Copy the rows word for word, from the line with "TARGET: lichen-covered rock" through the line with "[(492, 94), (39, 92), (235, 206)]", including both of those lines. Leave the picture out of your copy.

• _Information shown_

begin

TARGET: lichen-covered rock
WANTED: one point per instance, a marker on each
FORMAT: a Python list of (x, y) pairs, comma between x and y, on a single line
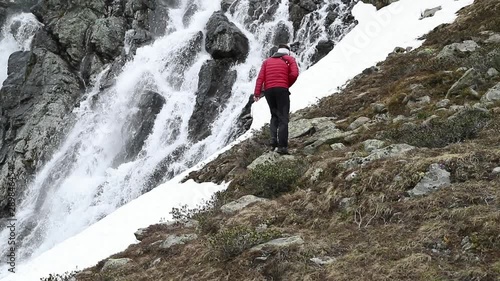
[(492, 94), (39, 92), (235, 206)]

end
begin

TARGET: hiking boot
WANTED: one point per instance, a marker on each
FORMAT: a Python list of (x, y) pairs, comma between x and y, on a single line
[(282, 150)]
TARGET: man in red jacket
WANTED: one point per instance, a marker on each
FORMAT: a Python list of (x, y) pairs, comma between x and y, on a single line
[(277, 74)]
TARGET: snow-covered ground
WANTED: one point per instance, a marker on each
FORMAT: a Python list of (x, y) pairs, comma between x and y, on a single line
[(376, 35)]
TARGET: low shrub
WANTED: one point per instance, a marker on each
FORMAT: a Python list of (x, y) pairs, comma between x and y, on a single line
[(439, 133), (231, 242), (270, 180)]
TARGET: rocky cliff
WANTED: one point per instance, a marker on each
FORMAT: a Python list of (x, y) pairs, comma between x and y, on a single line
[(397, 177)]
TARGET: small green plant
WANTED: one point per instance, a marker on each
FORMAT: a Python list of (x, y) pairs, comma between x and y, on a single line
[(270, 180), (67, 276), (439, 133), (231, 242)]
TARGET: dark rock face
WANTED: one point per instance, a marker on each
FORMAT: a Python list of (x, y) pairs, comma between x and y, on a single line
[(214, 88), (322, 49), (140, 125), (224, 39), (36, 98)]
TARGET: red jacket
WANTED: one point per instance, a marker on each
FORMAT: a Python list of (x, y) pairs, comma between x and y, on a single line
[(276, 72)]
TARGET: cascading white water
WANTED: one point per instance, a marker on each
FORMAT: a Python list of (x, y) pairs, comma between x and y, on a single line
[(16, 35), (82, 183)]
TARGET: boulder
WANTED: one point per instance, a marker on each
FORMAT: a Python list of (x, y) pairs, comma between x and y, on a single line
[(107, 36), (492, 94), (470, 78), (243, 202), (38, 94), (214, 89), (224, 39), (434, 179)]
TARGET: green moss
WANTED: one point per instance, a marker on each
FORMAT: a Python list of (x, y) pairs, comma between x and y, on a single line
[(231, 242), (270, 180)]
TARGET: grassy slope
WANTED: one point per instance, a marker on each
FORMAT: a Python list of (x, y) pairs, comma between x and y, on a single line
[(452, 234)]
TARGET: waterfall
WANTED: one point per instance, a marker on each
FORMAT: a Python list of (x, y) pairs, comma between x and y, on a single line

end

• _Solution_
TARGET: lichen-covered rock
WANTED: one point per instance, a marker on each
FORMAT: a Python list of (x, y) pairs, comma between x and y, on a single line
[(492, 94), (39, 92), (235, 206)]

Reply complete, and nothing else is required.